_Supplied material_:
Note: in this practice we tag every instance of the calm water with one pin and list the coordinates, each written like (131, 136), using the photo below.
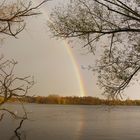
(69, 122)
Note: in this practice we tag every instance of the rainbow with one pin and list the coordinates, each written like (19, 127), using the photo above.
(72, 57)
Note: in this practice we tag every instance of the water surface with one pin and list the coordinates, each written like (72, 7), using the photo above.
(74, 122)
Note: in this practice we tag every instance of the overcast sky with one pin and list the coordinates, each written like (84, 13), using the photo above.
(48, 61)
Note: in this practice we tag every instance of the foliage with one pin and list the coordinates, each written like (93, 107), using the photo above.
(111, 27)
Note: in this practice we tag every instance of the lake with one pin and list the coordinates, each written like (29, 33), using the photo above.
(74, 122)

==

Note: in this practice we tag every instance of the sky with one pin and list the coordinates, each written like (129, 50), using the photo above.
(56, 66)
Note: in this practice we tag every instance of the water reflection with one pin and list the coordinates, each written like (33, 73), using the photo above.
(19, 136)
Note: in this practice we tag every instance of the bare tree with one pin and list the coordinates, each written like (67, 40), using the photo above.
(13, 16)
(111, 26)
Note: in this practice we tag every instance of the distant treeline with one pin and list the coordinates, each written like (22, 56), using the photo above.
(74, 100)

* * *

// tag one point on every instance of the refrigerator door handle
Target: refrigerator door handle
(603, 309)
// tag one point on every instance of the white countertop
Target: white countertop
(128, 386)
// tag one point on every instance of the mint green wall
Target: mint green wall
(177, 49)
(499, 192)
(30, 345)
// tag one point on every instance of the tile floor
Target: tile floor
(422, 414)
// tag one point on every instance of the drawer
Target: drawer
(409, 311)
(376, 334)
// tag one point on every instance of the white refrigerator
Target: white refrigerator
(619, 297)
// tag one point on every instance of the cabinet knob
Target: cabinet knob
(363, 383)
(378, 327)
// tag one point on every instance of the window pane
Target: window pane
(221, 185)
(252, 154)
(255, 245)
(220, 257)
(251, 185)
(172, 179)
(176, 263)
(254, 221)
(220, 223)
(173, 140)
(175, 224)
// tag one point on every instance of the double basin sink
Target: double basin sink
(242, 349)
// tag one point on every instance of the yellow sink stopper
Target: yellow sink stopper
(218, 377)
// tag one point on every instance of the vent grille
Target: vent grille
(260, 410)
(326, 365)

_Task instructions_: Scan the material above for the word "point". Copy each line where it occurs.

_Result of this exercise_:
// tag one point on every instance of the refrigerator door handle
// tag one point on every instance of the white countertop
// tag one point on every instance of the mint green wall
// tag one point on every instance of the tile floor
// tag one point on every instance of the drawer
// tag one point on every instance of the white refrigerator
// tag one point on every instance of the cabinet knob
// tag one point on every instance of the window pane
// tag one point on every instance of the double basin sink
// tag one point on every instance of the yellow sink stopper
// tag one point on every instance of the vent grille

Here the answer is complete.